[PROVIDED RECORDS]
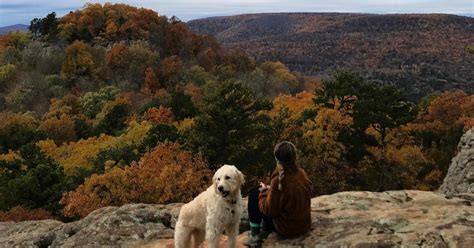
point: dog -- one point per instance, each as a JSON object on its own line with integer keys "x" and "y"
{"x": 215, "y": 210}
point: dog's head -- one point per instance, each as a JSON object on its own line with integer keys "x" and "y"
{"x": 227, "y": 180}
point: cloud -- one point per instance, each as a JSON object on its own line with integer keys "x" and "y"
{"x": 22, "y": 11}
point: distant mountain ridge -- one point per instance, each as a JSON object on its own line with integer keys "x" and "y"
{"x": 19, "y": 27}
{"x": 421, "y": 53}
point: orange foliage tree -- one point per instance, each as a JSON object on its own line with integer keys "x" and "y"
{"x": 163, "y": 175}
{"x": 78, "y": 61}
{"x": 160, "y": 115}
{"x": 151, "y": 84}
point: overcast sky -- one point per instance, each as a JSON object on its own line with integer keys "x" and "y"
{"x": 22, "y": 11}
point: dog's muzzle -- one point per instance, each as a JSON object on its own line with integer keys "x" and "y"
{"x": 222, "y": 191}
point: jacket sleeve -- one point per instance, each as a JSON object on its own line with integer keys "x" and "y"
{"x": 269, "y": 201}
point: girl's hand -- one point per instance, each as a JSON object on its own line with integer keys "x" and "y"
{"x": 263, "y": 187}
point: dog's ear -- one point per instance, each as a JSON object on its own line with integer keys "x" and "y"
{"x": 241, "y": 177}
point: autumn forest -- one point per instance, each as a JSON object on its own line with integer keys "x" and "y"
{"x": 113, "y": 104}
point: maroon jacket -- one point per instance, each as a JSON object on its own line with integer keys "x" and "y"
{"x": 290, "y": 208}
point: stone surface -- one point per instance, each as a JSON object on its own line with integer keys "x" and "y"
{"x": 389, "y": 219}
{"x": 460, "y": 177}
{"x": 347, "y": 219}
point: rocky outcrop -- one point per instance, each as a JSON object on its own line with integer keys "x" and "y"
{"x": 389, "y": 219}
{"x": 352, "y": 219}
{"x": 460, "y": 177}
{"x": 127, "y": 226}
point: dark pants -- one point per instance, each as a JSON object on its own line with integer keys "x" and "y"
{"x": 255, "y": 216}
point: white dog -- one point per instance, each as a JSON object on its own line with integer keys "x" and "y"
{"x": 217, "y": 209}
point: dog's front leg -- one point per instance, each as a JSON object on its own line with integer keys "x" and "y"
{"x": 213, "y": 232}
{"x": 232, "y": 231}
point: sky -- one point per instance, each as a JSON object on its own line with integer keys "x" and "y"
{"x": 23, "y": 11}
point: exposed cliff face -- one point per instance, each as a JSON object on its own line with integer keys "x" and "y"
{"x": 362, "y": 219}
{"x": 460, "y": 177}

[GIVEN PROBLEM] Rewrite the data above with "rocky outcrop" changed to "rock formation" and everything else left as it is. Leave the pictures out of your answer.

[TASK RESPONSE]
point: dog -- one point per instance, each as a JSON object on its own line with integer keys "x" and "y"
{"x": 215, "y": 210}
point: dog's head -- one point per instance, each as a JSON object on its own line with integer keys "x" and "y"
{"x": 227, "y": 180}
point: cloud -- one point per instance, each as a JSON object on its own line with integer keys "x" and "y"
{"x": 22, "y": 11}
point: distant mountain ridge -- one point per instance, each as a JSON object on its own line with integer keys "x" and "y"
{"x": 19, "y": 27}
{"x": 421, "y": 53}
point: orange foliage tree -- one point per instance, each as a JSON object on its own line with integer keys "x" and "y"
{"x": 163, "y": 175}
{"x": 78, "y": 61}
{"x": 160, "y": 115}
{"x": 151, "y": 84}
point: overcast sky -- one point per instance, each as a JSON object on its own line with integer keys "x" and "y"
{"x": 22, "y": 11}
point: dog's muzzle -- one point per instance, each as a JSON object on its own line with integer keys "x" and "y"
{"x": 222, "y": 191}
point: jacket sleeve -- one point per instance, each as a JSON object on its own line with integer keys "x" and "y"
{"x": 269, "y": 201}
point: girl's hand -- one point per instance, each as a JSON object on its own line with integer keys "x" and "y"
{"x": 263, "y": 187}
point: dog's ear -- one point per instance, each as a JSON object on its own line with integer keys "x" and "y"
{"x": 241, "y": 177}
point: autumn forest -- one point per instance, each as a JSON object on its own line with integer keys "x" and "y"
{"x": 113, "y": 104}
point: maroon jacket -- one point per instance, each as a JSON object on its own line with integer keys "x" and "y"
{"x": 290, "y": 208}
point: stone surface -- one point per instance, each as a JSON object on its own line with integer keys "x" and "y"
{"x": 389, "y": 219}
{"x": 460, "y": 177}
{"x": 347, "y": 219}
point: rock formation -- one point per instance, each as a JSON object on its own line with integer keys "x" and "y"
{"x": 389, "y": 219}
{"x": 352, "y": 219}
{"x": 460, "y": 177}
{"x": 127, "y": 226}
point: dark pants -- one point per instance, each as a JSON object on its own line with integer keys "x" and "y"
{"x": 255, "y": 216}
point: white dog -- one point per instance, each as a JSON object on its own line with integer keys "x" and "y"
{"x": 217, "y": 209}
point: dog's front leg -- one point per instance, each as a JSON object on its own line with integer keys "x" and "y"
{"x": 213, "y": 232}
{"x": 232, "y": 231}
point: sky -- one point per instance, each as a JSON object on its own line with integer keys "x" and "y"
{"x": 23, "y": 11}
point: exposed cliff face -- one point per instance, each as a JSON object on its own line with integer keys "x" and "y"
{"x": 362, "y": 219}
{"x": 460, "y": 177}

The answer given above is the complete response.